> [MATERIAL SUPPLIED]
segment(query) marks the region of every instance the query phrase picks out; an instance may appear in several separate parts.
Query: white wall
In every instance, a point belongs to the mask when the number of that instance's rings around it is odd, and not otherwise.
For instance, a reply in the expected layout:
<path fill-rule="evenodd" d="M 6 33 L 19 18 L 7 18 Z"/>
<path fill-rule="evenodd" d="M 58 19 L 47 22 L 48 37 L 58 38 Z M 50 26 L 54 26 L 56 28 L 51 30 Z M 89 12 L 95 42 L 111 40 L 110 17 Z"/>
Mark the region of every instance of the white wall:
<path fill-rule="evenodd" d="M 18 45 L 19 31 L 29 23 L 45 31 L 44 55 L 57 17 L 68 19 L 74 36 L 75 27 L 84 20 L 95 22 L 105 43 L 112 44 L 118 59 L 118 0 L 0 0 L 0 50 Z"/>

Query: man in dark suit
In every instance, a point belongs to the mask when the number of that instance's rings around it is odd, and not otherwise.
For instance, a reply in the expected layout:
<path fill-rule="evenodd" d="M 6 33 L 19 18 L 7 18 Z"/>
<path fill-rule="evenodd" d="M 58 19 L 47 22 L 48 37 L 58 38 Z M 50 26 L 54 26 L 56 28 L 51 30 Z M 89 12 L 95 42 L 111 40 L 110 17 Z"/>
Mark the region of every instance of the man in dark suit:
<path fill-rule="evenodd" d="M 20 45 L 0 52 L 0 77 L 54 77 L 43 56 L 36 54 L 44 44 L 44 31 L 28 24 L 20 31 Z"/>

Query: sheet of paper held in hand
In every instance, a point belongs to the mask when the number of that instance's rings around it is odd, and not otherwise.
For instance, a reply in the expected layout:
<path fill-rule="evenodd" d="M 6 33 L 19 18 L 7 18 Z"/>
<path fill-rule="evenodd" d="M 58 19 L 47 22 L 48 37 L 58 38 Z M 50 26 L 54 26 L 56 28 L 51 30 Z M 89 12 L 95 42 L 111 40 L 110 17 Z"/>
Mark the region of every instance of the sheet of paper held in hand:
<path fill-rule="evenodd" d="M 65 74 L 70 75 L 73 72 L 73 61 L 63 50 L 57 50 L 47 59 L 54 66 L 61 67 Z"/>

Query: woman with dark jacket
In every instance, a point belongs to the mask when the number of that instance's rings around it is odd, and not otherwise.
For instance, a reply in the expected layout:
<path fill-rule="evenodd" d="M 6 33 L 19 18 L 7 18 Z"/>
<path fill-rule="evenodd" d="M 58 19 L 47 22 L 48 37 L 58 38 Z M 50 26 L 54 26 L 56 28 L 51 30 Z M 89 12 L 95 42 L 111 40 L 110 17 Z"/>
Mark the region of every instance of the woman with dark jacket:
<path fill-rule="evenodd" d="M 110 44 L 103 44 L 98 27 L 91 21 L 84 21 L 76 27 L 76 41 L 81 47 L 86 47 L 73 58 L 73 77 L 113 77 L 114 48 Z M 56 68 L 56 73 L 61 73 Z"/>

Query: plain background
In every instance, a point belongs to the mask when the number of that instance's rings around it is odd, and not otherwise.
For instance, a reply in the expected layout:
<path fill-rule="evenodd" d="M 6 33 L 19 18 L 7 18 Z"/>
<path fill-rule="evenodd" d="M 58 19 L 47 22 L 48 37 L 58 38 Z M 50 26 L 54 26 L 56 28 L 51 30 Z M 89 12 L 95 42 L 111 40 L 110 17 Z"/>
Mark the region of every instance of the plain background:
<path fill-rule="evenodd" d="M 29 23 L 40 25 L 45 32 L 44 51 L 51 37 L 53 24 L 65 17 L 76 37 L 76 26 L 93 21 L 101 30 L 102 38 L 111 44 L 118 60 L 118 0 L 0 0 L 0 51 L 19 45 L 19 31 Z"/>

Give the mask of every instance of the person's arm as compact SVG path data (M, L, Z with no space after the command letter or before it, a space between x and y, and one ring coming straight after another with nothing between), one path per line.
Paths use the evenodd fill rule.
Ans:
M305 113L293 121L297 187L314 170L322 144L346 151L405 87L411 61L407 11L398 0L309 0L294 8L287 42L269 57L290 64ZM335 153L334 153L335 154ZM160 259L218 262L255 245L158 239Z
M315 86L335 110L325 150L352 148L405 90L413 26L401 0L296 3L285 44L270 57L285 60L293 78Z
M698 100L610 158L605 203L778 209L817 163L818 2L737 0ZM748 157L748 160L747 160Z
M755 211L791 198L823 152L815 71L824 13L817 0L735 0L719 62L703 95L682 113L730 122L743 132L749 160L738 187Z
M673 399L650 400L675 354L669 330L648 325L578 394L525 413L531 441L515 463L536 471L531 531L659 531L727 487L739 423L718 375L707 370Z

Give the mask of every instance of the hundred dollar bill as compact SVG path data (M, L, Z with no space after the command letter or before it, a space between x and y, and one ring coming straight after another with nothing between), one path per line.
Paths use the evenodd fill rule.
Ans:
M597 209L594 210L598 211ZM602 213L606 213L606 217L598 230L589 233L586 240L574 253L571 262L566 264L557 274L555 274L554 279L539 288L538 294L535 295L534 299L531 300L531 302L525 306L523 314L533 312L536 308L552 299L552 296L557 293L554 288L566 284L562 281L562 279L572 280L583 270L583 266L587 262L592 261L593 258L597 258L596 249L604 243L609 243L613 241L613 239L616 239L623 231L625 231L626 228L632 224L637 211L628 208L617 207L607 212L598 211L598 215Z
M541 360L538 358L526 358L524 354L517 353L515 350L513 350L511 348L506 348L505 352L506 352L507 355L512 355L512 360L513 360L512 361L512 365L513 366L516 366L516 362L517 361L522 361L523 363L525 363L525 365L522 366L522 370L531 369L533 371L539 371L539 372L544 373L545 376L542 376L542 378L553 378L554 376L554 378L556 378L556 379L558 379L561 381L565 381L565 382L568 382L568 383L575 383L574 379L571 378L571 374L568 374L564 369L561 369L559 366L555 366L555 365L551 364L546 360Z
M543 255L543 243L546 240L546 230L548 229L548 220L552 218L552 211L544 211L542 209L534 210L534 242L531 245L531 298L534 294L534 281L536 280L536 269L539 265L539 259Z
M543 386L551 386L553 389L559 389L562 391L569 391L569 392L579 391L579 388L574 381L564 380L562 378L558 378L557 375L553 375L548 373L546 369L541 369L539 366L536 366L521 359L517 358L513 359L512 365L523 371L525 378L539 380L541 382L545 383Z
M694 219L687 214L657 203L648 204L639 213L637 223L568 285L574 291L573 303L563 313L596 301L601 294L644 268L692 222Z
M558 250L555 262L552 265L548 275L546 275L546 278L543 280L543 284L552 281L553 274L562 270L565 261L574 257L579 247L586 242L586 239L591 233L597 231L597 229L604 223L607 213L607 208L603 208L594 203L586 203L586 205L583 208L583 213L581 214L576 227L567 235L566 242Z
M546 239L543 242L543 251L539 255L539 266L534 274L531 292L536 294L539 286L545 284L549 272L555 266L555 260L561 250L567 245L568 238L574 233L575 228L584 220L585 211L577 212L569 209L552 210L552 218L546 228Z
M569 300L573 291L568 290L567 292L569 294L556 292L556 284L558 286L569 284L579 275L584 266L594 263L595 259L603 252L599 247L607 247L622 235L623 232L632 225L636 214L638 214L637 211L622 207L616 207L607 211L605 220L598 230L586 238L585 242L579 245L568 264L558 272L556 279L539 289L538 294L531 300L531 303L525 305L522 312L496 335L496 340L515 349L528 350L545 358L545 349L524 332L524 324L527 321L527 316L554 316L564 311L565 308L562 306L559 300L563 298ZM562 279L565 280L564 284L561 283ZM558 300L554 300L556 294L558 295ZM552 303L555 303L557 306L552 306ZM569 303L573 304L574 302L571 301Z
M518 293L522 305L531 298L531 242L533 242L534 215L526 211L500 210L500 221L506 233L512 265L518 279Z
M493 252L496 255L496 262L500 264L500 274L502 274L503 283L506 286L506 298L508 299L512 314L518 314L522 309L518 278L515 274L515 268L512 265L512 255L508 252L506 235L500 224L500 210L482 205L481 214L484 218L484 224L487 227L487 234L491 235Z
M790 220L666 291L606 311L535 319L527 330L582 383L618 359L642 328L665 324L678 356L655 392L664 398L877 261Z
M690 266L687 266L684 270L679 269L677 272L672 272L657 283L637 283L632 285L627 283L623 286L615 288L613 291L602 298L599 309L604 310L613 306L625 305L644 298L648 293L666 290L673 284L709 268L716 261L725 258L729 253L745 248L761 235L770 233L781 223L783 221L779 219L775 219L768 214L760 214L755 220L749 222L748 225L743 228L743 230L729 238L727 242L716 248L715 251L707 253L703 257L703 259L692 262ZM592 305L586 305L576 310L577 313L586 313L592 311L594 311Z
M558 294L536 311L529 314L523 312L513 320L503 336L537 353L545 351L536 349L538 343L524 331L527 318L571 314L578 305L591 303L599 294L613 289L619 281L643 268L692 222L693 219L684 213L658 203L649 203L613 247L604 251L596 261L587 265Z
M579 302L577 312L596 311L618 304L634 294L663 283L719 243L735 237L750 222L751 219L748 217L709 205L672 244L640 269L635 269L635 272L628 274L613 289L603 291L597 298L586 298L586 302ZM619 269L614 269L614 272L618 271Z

> [WHAT YOU WILL DO]
Count the lines of the rows that contain the string "straight", and reply with only that number.

> [WORKED ANSWER]
2